• Work request: Copy every record exactly as it appears in the data below.

• Stored records:
-*-
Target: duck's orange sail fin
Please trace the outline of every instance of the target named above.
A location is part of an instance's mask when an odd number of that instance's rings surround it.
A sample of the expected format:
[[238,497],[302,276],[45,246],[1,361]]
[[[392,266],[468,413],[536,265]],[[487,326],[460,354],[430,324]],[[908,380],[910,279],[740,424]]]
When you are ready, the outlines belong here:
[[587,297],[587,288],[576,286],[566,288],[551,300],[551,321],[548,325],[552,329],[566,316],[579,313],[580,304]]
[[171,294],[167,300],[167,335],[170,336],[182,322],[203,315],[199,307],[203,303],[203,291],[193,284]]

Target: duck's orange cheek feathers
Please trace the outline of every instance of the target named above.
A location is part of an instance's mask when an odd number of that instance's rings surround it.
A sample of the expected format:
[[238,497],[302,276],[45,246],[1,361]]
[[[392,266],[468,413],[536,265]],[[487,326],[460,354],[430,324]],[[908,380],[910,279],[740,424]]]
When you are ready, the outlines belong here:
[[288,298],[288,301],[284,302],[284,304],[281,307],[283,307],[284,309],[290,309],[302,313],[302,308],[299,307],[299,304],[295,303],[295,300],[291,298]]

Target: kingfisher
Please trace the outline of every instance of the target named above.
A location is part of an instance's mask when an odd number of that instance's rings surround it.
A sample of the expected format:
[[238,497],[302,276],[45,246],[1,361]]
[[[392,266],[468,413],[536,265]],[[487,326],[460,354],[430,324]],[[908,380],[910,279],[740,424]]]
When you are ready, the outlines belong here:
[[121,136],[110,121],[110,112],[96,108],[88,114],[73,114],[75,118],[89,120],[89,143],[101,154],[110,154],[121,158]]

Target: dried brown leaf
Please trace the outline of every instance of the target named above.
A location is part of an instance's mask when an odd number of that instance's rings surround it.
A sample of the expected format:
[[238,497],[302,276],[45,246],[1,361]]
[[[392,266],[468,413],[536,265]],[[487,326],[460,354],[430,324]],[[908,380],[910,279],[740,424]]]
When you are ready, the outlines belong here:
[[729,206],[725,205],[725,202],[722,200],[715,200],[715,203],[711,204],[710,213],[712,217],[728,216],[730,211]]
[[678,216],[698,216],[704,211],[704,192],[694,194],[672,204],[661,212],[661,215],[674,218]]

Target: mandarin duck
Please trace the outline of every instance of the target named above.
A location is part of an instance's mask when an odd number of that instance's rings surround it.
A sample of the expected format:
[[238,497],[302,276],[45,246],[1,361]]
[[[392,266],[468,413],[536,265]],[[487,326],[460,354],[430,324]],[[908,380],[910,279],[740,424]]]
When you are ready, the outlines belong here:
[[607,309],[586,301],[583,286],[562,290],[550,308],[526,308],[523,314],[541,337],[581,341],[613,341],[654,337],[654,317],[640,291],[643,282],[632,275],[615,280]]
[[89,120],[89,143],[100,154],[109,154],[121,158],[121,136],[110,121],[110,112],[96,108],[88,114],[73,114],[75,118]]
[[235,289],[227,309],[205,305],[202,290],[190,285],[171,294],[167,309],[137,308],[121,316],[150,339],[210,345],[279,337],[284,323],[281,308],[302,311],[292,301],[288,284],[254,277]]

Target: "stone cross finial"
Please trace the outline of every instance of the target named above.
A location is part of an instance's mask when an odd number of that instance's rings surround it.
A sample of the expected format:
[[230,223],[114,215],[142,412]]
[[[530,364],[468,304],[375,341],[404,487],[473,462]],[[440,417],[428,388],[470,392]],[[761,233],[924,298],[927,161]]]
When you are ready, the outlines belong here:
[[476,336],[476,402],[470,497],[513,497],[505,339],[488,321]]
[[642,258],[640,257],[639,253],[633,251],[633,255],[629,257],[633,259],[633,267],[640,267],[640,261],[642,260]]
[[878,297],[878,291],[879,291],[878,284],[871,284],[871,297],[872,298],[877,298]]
-*-
• Response:
Target: duck's orange sail fin
Please trace the outline of every instance of the target named above.
A location is part of an instance's mask when an odd number of that instance's rings surround it.
A sample of the expected format:
[[238,497],[302,276],[45,246],[1,361]]
[[[392,266],[468,413],[536,265]],[[487,326],[460,354],[430,324]],[[908,380],[910,279],[740,424]]]
When you are ready, the outlines belong here:
[[587,297],[587,288],[576,286],[566,288],[551,300],[551,321],[548,325],[552,329],[566,316],[579,313],[580,304]]
[[171,294],[167,300],[167,335],[170,336],[182,322],[203,315],[199,307],[203,303],[203,291],[193,284]]

Target: duck's orange cheek feathers
Please trace the outline of every instance of the target named above.
A location is part of an instance's mask when an odd number of that instance's rings surround it.
A sample of the expected format:
[[238,497],[302,276],[45,246],[1,361]]
[[[392,266],[468,413],[536,265]],[[487,326],[460,354],[430,324]],[[908,380],[910,279],[740,424]]]
When you are ready, the outlines belong here:
[[288,298],[288,301],[284,302],[284,304],[281,307],[283,307],[284,309],[290,309],[302,313],[302,308],[299,307],[299,304],[295,303],[295,300],[291,298]]

Target: kingfisher
Please trace the outline of every instance of the target named above.
A location is part of an instance's mask when an odd number of that instance's rings surround it.
A sample of the expected format:
[[238,497],[302,276],[45,246],[1,361]]
[[[392,266],[468,413],[536,265]],[[487,326],[460,354],[430,324]],[[908,380],[910,279],[740,424]]]
When you are ready, the outlines belong here:
[[121,136],[110,121],[110,112],[96,108],[88,114],[73,114],[75,118],[89,120],[89,143],[101,154],[110,154],[121,158]]

Target: dried brown leaf
Please trace the outline of every instance of the target named above.
A location is part of an instance's mask when an odd number of that instance's rings surround it.
A sample of the expected format:
[[238,497],[302,276],[45,246],[1,361]]
[[[392,266],[468,413],[536,265]],[[487,326],[460,354],[430,324]],[[908,380],[910,279],[740,424]]]
When you are ready, the outlines belong here:
[[729,206],[725,205],[725,202],[722,200],[715,200],[715,203],[711,204],[710,213],[712,217],[728,216],[730,211]]
[[678,216],[698,216],[704,211],[704,192],[694,194],[672,204],[661,212],[661,215],[674,218]]

Target: mandarin duck
Please trace the outline of every instance of the target named above.
A location is part of an instance's mask when an odd number of that instance's rings surround it.
A sample of the expected format:
[[238,497],[302,276],[45,246],[1,361]]
[[[392,266],[468,413],[536,265]],[[487,326],[460,354],[430,324]],[[908,380],[910,279],[740,424]]]
When you are ready, the outlines belong here:
[[607,309],[586,301],[583,286],[562,290],[550,308],[526,308],[523,314],[541,337],[581,341],[613,341],[654,337],[654,317],[640,291],[643,282],[632,275],[615,280]]
[[89,120],[89,143],[100,154],[109,154],[121,158],[121,136],[110,121],[110,112],[96,108],[88,114],[73,114],[75,118]]
[[235,289],[227,309],[205,305],[202,290],[190,285],[171,294],[167,309],[137,308],[121,316],[150,339],[210,345],[279,337],[284,323],[281,308],[302,311],[292,301],[288,284],[254,277]]

Target: "stone cross finial"
Please trace the outline of every instance of the target named above.
A location is part of an instance's mask when an odd number of that instance's rings surround it.
A sample of the expected format:
[[230,223],[114,215],[142,412]]
[[[530,364],[468,304],[375,341],[404,487],[473,462]],[[440,417],[428,388],[470,392]],[[761,233],[924,298],[927,161]]]
When you are ready, the outlines belong here:
[[476,336],[476,402],[470,497],[513,497],[505,339],[488,321]]
[[642,258],[640,257],[639,253],[633,251],[633,255],[629,257],[633,259],[633,267],[640,267],[640,261],[642,260]]
[[878,297],[878,291],[879,291],[878,284],[871,284],[871,297],[872,298],[877,298]]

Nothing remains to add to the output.